GIVEN TASK: Rewrite the rows from the very first line through the line containing "column 704, row 407", both included, as a numbered list with blank lines omitted.

Object point labels:
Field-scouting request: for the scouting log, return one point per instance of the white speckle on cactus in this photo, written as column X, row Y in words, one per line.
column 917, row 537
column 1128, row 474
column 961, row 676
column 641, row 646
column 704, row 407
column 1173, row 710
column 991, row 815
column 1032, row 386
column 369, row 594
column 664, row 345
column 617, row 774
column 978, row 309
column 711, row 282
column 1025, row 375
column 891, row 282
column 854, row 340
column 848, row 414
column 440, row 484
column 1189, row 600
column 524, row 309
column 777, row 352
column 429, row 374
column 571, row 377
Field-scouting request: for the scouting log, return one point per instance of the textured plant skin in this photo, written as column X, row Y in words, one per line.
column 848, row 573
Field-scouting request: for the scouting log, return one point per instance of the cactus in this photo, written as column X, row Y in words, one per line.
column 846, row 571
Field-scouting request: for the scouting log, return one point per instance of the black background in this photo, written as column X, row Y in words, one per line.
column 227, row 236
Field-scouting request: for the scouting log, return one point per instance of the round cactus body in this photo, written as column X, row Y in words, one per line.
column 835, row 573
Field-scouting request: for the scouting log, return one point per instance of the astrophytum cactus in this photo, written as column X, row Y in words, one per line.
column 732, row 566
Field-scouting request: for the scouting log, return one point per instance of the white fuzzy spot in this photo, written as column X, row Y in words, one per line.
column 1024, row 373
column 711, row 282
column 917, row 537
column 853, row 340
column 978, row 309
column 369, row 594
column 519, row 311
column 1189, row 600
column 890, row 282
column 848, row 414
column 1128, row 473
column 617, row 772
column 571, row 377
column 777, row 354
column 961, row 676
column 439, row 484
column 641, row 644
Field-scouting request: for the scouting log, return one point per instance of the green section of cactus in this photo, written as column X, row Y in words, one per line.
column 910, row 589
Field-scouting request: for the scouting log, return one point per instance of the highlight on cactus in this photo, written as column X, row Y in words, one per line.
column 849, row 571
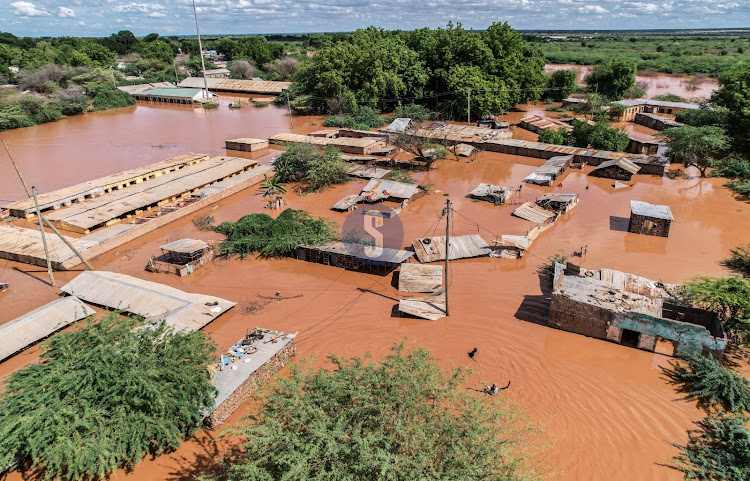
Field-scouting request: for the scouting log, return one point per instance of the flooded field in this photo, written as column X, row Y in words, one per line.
column 686, row 86
column 609, row 409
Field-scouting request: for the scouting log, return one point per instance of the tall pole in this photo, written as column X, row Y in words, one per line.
column 44, row 238
column 200, row 48
column 447, row 251
column 289, row 106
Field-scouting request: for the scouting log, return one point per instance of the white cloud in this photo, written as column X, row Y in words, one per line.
column 66, row 12
column 28, row 9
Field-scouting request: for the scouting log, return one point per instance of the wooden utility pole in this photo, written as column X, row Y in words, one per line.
column 447, row 251
column 44, row 238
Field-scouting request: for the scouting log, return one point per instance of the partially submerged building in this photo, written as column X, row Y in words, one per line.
column 620, row 169
column 650, row 219
column 631, row 310
column 181, row 257
column 496, row 194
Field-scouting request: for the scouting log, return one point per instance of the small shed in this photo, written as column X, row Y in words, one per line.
column 650, row 219
column 619, row 169
column 400, row 125
column 246, row 144
column 496, row 194
column 420, row 278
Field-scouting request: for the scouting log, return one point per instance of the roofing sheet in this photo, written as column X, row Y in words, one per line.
column 651, row 210
column 40, row 323
column 533, row 213
column 181, row 310
column 431, row 249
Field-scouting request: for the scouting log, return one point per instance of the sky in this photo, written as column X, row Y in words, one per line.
column 174, row 17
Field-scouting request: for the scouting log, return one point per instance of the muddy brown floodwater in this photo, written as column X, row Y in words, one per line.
column 686, row 86
column 608, row 409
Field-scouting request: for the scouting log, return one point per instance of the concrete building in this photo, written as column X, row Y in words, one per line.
column 650, row 219
column 633, row 311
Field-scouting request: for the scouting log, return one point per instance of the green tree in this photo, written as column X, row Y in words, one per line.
column 103, row 396
column 728, row 297
column 560, row 85
column 718, row 451
column 734, row 95
column 706, row 379
column 402, row 418
column 556, row 137
column 612, row 79
column 695, row 146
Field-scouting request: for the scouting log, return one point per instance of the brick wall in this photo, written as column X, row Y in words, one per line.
column 251, row 384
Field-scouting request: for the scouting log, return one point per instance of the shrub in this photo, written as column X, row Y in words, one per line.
column 706, row 379
column 259, row 233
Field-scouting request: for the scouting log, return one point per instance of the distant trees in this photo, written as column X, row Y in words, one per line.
column 695, row 146
column 612, row 79
column 103, row 396
column 560, row 85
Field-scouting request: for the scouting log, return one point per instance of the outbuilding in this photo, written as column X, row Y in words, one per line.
column 650, row 219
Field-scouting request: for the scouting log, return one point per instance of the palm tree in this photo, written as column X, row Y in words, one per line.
column 272, row 186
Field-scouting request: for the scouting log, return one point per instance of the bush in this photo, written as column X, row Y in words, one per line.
column 556, row 137
column 259, row 233
column 108, row 393
column 718, row 451
column 400, row 418
column 706, row 379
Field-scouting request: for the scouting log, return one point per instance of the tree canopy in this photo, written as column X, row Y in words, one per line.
column 104, row 396
column 402, row 418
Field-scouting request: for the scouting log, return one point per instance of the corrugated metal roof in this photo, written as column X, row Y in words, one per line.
column 431, row 249
column 181, row 310
column 364, row 252
column 651, row 210
column 378, row 189
column 623, row 163
column 40, row 323
column 420, row 278
column 185, row 246
column 533, row 213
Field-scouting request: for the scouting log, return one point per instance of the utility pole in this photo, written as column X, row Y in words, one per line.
column 289, row 106
column 447, row 251
column 200, row 48
column 44, row 238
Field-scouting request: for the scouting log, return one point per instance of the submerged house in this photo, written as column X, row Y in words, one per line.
column 633, row 311
column 620, row 169
column 650, row 219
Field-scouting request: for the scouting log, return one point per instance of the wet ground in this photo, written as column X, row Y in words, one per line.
column 608, row 409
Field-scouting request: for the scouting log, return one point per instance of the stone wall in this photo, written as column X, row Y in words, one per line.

OUTPUT OF THE EXERCISE:
1. Field-scouting request: for the scouting log, return one point per instance of the white speckle on cactus in this photo, written as column X, row Y in words, one per line.
2. column 917, row 537
3. column 1128, row 474
4. column 961, row 676
5. column 641, row 646
6. column 704, row 407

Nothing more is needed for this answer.